**WHAT YOU ARE ASKED TO DO**
Rewrite the lines running from the one that holds "slope in the image above." through the one that holds "[196,357,960,582]", inclusive, swapping "pixel corners" for "pixel coordinates" and leaving everything else unchanged. Return only those lines.
━━━ INPUT ROWS
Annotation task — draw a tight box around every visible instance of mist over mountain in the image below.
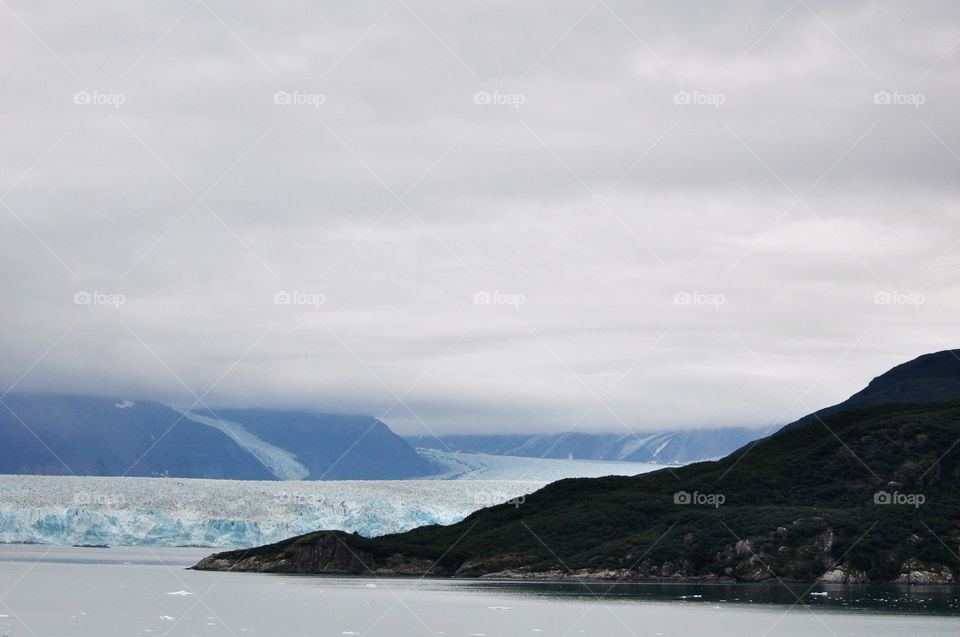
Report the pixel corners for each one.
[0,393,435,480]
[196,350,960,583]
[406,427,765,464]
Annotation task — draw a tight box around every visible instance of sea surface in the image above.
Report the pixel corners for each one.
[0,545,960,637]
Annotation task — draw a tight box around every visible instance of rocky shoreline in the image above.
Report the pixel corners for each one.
━━━━━━
━━━ INPUT ROWS
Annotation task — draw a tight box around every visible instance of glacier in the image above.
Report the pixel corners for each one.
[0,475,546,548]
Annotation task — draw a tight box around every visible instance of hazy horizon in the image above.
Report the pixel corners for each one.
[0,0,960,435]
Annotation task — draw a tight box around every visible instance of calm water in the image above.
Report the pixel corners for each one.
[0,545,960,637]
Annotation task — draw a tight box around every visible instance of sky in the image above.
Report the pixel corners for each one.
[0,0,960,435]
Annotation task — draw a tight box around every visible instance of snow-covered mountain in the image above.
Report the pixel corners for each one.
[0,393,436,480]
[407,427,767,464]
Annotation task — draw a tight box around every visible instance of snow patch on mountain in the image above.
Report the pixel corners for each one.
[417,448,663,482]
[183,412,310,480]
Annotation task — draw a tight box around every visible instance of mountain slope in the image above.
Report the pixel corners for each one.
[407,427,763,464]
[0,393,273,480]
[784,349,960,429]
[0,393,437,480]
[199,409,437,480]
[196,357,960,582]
━━━━━━
**EXERCISE OUTPUT**
Annotation task — draw a tight box around every visible instance of mountain slope in the image above.
Report the pixel coordinates for each one.
[407,427,763,464]
[0,393,273,480]
[784,349,960,429]
[0,393,437,480]
[199,409,437,480]
[196,357,960,582]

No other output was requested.